▶ TASKS AND EXERCISES:
[a] In the Garchen Rinpoche text, condense the paragraph beginning "Garchen Rinpoche was seven years old" into a short bulleted list that keeps its main facts.
[b] Please carry the Garchen Rinpoche text forward from its final sentence.

▶ GIVEN TEXT:
◆ ◆ ◆ ◆ ◆ ◆ ◆

The Eighth Garchen Rinpoche (Tib. མགར་ཆེན་རིན་པོ་ཆེ་, Wyl. mgar chen rin po che), also called Garchen Triptrul Rinpoche (Tib. མགར་ཆེན་ཁྲི་སྤྲུལ་རིན་པོ་ཆེ་, Wyl. mgar chen khri sprul rin po che), is a Tibetan Buddhist teacher in the Drikung Kagyu lineage. Born April 1936 in Nangchen, Kham, he is believed to be an incarnation of Siddha Gar Chodingpa, a heart-disciple of Jigten Sumgön, founder of the Drikung Kagyu lineage in the thirteenth century CE. He is also believed to have incarnated as Mahasiddha Aryadeva in ancient India - the lotus-born disciple of Nagarjuna himself. He was known as Lonpo Gar, the minister of Tibetan dharma king Songtsen Gampo in the seventh century CE.

==Biography==
Garchen Rinpoche was seven years old when he was brought to Lho Miyal Monastery and given the ordination name of Könchok Gyaltsen (Tib. དཀོན་མཆོག་རྒྱལ་མཚན་, Wyl. dkon mchog rgyal mtshan). There he was recognized by Drikung Kyabgon Zhiwe Lodro, the 36th throne holder of the Drikung Kagyu lineage, where he was instructed by Siddha Chime Dorje and other high lamas of the Drikung Kagyu Lineage. At the age of 19, Garchen Rinpoche entered into a three year retreat which was interrupted after two and a half years due to the Cultural Revolution in China.

When he was 22 he was imprisoned by the Chinese for 20 years and put in a labor camp. During that time he met with Khenpo Munsel who became his root guru. Khenpo Munsel was a Nyingma master who taught him during the whole 20 years of his imprisonment. During that time, while enduring the labor camp hardships, Garchen Rinpoche kept on practicing in secret, according to his guru's instructions until he achieved the wisdom-mind which Khenpo Musel called "an emanation of a Bodhisattva".

◆ ◆ ◆ ◆ ◆ ◆ ◆

▶ DATA LISTING:
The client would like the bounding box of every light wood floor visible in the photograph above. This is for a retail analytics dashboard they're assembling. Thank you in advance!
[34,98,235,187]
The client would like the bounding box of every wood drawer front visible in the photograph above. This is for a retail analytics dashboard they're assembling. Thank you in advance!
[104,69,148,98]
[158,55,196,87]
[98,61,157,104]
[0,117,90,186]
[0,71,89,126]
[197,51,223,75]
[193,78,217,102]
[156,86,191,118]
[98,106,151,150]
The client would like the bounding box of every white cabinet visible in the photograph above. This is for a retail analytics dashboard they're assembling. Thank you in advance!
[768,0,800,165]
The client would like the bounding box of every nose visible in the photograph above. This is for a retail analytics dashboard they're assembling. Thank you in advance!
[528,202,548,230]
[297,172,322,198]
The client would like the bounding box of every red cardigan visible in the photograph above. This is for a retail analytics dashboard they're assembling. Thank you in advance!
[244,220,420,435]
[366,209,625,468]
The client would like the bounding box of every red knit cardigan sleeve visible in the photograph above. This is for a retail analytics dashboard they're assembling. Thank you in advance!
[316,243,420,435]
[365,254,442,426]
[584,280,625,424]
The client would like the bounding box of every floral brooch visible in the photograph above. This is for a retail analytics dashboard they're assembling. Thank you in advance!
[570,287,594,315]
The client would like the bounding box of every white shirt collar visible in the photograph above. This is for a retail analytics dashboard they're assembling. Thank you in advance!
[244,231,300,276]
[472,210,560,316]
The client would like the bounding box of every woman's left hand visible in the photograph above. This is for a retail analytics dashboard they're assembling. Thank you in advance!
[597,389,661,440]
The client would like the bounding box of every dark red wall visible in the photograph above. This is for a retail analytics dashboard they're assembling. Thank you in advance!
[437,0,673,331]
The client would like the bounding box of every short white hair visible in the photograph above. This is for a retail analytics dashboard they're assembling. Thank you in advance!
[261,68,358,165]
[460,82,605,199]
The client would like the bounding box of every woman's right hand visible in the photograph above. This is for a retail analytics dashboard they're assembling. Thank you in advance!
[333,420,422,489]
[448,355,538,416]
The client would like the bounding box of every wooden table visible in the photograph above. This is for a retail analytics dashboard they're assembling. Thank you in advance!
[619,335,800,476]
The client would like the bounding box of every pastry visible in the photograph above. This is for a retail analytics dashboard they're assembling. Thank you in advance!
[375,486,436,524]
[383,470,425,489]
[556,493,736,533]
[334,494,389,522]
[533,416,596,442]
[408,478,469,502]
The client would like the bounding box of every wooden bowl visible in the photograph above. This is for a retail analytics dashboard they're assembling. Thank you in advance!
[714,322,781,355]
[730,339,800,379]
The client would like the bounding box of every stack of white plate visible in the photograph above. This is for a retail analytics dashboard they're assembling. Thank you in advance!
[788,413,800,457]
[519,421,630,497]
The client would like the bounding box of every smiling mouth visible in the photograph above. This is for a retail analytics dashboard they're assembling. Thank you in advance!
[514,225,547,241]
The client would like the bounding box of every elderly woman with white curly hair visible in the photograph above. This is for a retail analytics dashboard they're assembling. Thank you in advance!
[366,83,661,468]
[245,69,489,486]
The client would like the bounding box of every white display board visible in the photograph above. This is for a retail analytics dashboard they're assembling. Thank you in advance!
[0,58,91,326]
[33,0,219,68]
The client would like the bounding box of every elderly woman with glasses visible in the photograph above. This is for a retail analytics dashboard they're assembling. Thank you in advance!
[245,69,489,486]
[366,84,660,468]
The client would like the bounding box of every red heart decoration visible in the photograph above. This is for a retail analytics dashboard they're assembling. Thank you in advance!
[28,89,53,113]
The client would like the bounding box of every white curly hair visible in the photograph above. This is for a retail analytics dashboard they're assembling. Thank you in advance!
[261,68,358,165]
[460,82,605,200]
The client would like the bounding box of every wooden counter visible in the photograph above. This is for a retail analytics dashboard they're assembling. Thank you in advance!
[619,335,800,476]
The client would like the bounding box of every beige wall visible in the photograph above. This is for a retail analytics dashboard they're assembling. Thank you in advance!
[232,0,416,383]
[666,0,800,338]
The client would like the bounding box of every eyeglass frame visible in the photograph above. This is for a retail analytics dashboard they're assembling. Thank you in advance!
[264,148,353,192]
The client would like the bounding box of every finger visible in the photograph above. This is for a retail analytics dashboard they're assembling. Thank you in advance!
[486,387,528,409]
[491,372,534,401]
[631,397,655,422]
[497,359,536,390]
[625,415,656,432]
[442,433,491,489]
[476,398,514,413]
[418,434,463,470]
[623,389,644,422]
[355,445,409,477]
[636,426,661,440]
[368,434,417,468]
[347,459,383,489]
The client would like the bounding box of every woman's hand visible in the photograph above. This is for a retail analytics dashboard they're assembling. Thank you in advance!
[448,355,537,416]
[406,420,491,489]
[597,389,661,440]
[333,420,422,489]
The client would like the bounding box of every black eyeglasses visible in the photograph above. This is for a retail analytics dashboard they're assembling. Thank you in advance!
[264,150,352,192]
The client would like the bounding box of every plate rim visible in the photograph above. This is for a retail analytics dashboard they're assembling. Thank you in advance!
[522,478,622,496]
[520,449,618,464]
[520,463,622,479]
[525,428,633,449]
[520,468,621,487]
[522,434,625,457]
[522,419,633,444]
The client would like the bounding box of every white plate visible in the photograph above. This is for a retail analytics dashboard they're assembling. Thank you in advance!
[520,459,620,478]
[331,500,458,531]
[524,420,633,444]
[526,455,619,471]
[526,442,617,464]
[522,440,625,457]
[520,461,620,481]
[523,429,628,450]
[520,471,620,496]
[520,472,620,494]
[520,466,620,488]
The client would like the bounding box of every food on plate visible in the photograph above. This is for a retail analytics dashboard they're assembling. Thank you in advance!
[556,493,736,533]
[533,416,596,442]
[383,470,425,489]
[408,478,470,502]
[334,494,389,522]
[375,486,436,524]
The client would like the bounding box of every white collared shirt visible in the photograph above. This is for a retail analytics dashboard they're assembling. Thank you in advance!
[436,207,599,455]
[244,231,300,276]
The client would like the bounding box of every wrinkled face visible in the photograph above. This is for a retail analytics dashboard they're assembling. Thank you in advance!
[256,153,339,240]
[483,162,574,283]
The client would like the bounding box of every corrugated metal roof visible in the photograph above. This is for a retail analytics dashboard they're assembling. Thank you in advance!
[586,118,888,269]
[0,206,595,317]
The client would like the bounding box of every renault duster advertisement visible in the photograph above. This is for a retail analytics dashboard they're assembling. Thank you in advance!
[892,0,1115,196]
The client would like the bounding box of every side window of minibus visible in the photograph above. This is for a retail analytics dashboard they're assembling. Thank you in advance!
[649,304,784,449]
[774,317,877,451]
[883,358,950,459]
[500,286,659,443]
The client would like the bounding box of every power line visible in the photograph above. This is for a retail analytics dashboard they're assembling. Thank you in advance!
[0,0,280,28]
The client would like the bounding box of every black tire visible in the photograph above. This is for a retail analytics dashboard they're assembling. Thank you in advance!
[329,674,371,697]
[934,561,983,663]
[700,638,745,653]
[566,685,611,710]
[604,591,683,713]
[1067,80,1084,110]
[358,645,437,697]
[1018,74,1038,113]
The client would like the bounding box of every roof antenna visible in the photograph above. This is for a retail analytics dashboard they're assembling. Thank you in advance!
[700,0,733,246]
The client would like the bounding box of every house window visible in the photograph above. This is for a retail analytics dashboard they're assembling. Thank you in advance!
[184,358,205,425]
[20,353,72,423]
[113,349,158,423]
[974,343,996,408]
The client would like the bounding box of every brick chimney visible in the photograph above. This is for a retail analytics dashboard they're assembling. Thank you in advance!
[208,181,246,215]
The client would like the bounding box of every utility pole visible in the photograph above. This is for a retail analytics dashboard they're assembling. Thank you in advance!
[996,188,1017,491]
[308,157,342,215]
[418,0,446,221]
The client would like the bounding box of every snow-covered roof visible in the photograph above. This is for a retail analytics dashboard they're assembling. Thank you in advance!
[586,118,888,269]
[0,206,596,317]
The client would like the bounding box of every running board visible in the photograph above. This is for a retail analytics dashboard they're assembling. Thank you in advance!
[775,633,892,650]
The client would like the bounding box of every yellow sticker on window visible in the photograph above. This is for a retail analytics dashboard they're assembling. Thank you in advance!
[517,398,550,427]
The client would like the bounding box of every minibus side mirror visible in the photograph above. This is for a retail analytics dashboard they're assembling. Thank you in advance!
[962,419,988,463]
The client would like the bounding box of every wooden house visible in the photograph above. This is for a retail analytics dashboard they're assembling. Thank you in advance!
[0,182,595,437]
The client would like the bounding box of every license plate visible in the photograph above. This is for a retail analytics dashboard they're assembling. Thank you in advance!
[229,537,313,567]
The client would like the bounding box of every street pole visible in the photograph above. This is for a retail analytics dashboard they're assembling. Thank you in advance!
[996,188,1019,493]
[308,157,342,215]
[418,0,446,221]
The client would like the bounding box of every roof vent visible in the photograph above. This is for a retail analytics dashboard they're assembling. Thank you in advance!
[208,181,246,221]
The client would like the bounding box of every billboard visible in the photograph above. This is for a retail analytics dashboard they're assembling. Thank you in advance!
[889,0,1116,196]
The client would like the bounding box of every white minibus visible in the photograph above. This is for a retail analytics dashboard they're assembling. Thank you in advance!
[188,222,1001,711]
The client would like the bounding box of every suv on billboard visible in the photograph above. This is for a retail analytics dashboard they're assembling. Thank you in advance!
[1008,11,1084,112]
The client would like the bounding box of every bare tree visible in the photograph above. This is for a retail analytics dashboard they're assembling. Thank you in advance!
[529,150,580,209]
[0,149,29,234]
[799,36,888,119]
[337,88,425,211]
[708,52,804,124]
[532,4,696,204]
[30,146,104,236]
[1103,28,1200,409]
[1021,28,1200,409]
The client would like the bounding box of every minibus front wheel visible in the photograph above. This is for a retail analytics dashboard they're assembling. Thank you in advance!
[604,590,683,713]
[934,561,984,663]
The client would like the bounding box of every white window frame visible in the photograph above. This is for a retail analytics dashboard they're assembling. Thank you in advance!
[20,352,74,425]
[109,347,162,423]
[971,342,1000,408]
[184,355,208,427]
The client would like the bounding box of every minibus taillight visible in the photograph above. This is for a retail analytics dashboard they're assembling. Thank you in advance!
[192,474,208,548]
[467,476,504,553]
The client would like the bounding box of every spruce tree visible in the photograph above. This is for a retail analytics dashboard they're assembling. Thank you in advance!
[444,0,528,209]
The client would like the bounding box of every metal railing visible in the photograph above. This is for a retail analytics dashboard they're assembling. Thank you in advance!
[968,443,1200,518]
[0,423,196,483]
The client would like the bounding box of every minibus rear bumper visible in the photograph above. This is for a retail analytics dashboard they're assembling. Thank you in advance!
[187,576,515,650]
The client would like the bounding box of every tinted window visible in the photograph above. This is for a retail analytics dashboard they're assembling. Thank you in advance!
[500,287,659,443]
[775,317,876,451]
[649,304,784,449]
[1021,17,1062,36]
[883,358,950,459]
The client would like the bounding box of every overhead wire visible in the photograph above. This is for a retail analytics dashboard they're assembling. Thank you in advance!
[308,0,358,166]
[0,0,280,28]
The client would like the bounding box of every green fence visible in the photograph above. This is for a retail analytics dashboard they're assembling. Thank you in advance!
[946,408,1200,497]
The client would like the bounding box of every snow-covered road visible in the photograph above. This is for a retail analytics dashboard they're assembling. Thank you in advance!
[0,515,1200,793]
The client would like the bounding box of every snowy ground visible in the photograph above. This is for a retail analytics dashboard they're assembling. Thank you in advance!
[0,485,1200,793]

◆ ◆ ◆ ◆ ◆ ◆ ◆

▶ ANSWERS TO THIS EXERCISE:
[a]
- At age seven, he was brought to Lho Miyal Monastery and given the ordination name Könchok Gyaltsen.
- There he was recognized by Drikung Kyabgon Zhiwe Lodro, the 36th throne holder of the Drikung Kagyu lineage.
- He was instructed by Siddha Chime Dorje and other high lamas of the Drikung Kagyu lineage.
- At 19, he began a three-year retreat, which the Cultural Revolution in China interrupted after two and a half years.

[b]
Garchen Rinpoche was released from prison in 1979. As soon as he was released, he took it upon himself to rebuild the Drikung Kagyu monasteries, reestablish the Buddhist teachings, and build two boarding schools for local children in eastern Tibet.

Garchen Rinpoche first came to North America in 1997, teaching in Canada and the United States. One of his first teachings in the United States was based on the mahamudra writings and instructions of the founder of the Drikung lineage and his quintessential mind teachings.

==Current activities and expertise==
Garchen Rinpoche is the founder and spiritual director of the Garchen Buddhist Institute in Chino Valley, Arizona, the Drikung Mahayana Center in North Potomac, Maryland and Gar Drolma Choling in Dayton, Ohio. Rinpoche is also the spiritual director of many other Dharma centers and teaches throughout North America, Asia, and Europe. Starting in 2020, because of his age, Rinpoche stopped traveling to different Dharma centers all over the world, and retired at his main seat, the Garchen Buddhist Institute. He has been giving teachings and holding Dharma events there since then, including online streaming for these.

Rinpoche is a master of Dzogchen, the fivefold practice Mahamudra, the Six Yogas of Naropa, and the preliminary practices (Tib. ngöndro). He widely promotes Thogme Zangpo's Thirty-Seven Practices of a Bodhisattva and White Tara practice.